What needs to be done:
A word-for-word copy of the entries is the goal; leave out the pictures.

Data to use:
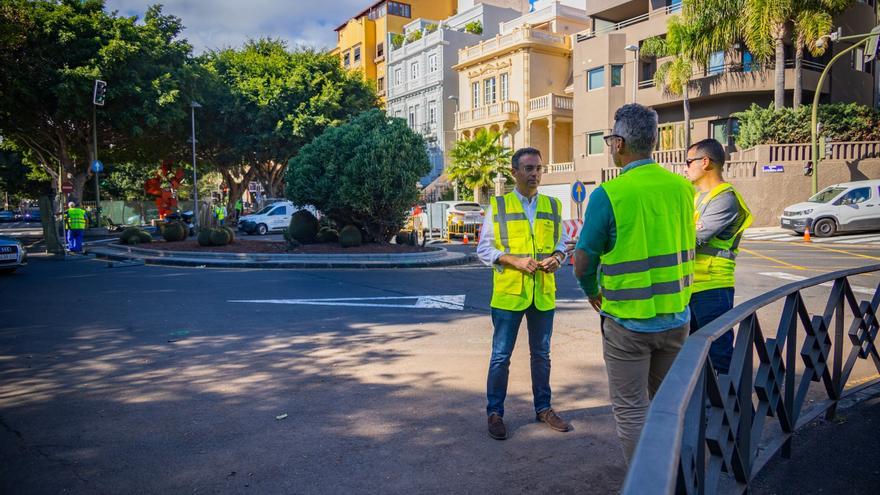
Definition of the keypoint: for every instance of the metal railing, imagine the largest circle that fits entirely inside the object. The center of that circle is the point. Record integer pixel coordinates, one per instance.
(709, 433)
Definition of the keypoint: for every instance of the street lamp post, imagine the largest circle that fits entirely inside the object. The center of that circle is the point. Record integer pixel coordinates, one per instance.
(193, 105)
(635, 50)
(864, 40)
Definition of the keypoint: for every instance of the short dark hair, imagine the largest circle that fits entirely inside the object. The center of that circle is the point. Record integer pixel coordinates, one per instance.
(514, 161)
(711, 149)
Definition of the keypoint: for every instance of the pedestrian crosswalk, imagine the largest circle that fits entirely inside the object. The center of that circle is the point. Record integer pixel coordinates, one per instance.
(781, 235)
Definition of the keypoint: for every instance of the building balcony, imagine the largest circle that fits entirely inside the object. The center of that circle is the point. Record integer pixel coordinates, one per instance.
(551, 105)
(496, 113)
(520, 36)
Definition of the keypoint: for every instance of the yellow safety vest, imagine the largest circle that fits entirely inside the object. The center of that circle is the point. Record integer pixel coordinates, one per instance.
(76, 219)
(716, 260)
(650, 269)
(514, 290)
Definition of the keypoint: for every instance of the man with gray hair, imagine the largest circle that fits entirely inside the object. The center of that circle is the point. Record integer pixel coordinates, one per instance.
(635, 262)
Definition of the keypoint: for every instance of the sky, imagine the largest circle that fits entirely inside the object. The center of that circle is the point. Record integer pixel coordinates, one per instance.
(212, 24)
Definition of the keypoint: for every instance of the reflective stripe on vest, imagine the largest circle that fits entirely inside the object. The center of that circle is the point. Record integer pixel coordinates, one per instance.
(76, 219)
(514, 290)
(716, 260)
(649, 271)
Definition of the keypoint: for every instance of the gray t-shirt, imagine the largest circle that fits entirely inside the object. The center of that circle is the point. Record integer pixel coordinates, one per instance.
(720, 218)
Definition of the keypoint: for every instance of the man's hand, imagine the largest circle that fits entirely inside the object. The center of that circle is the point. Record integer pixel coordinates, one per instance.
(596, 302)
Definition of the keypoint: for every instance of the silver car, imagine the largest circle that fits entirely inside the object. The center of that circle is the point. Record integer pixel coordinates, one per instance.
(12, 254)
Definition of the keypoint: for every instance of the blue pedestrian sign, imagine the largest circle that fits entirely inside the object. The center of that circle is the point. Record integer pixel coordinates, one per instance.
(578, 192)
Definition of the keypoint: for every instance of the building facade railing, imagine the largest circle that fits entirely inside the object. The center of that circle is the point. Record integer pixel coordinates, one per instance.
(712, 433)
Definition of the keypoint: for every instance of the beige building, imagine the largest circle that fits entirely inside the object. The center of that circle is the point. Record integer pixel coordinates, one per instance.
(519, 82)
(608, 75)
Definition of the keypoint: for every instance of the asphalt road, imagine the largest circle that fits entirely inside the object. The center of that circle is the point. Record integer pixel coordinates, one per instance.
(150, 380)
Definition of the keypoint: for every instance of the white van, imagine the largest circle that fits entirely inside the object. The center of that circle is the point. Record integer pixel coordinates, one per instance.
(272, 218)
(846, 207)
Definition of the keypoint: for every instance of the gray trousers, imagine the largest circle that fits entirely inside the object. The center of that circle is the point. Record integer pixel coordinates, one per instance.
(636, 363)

Response below:
Definition of the keypoint: for every instance of the metal railing, imagine the largest circle that fits entirely inside the object. The center of that circle is the point. Record integer pixel coordinates, one per instance.
(709, 433)
Definition of the keypoint: for every instance of the street lamp post, imagine the largest circle that fits entirely inside the object. The center of that circle is the point. Record integer pixel coordinates, one per instance.
(193, 105)
(635, 50)
(864, 40)
Definition of the keypoint: for every instance of the short dark hair, imagine the largest circle that fits entirely inside the object. The center of that circle is the point. Record integer pixel coordinates, one per instance.
(514, 161)
(711, 149)
Definition of the keypoint: for every instance of the pedestrian crosswalk, imagine the largest circle that fits entirely inside the object. The center of that circle is the point. Record integer pixel coordinates, one per instance.
(781, 235)
Definition of the keypoint: for every instance of the building balcony, imagine the largest circle that fits entirely inside the object. The center of that circle is the point. Record integer pixel coordinates, one per instance.
(551, 105)
(496, 113)
(520, 36)
Definition of the keypoint: for every instance of the yellow safety vest, imagine the largest circle that fits entirely inside the object. The center of that circle is the point. Record integer pixel coordinates, one per instance.
(76, 219)
(716, 260)
(650, 269)
(514, 290)
Definition of the keypoint: for every instance of the man with gray hair, imagine the largest circle that fits entirely inside the object. The center of that circle is the point. Record integer pixel coordinates, one per instance.
(635, 262)
Definition of the keypoint: for every instance of the sky, imagine the largest circle that fits entirely inside the object. The center of that circle is the point. Record integer pixel coordinates, one per instance.
(212, 24)
Definition of the keypoint: for every instance of the reflective stripe on vest, imagine the largest circle that fits entirely inside the object. The center of that circle is the point. Record integer pixel coordinates, one per instance.
(76, 219)
(514, 290)
(716, 260)
(649, 271)
Definition of the keypoint: for every instance of the gray t-shirt, imagine the largest circle that fits entirely inside the object. The center of that circle is the point. Record integer pixel coordinates, one per instance.
(720, 218)
Definition of the keypoint: for every instance of the man's hand, imagine the largest circle that fits entirely inside the object. The center of that circle is the point. Record integer pixel coordinates, one per instance.
(596, 302)
Definition of the keypoint: for every instance of the silver car, imagine the largest circle that fits entirely inside the object. The center of that circle is the point. Record integer pixel coordinates, one per instance.
(12, 254)
Definition of the keypoint: for every instance of the blue pedestrian sign, imagine the largest circle that fits entirely inside the object. The center of that circle is the point. Record integer pixel coordinates, one per instance.
(578, 192)
Definition of the keypoint: for every instance of the building facade railing, imagine the largest circle that fits entirely inside the object. The center of that circle is the point. Record integer pixel coordinates, one per instance.
(712, 433)
Definition of the keypoint: for every instance of the beige building, imagine the largest circle that fits entirely inside the object. The center of that circle is the point. Record integer pixel coordinates, one per instance.
(519, 82)
(608, 75)
Definition of the keypoint: for every instance of the asphalt road, imagine the largest circle that fits entirely inside the object. The center of that circle is the point. Record integer pixel coordinates, one per instance.
(150, 380)
Definition of the keypoint: for every instance of the white van, imagine the largest circle that fits entirely inside the object. The center of that circle is the point. Record integer pixel coordinates, one per instance.
(272, 218)
(846, 207)
Definition of the keypoint: for every instance of the gray trousers, imagine the largest circle that fits entirely inside the object. The center of that circle is the point. Record integer pixel coordinates, one per instance.
(636, 363)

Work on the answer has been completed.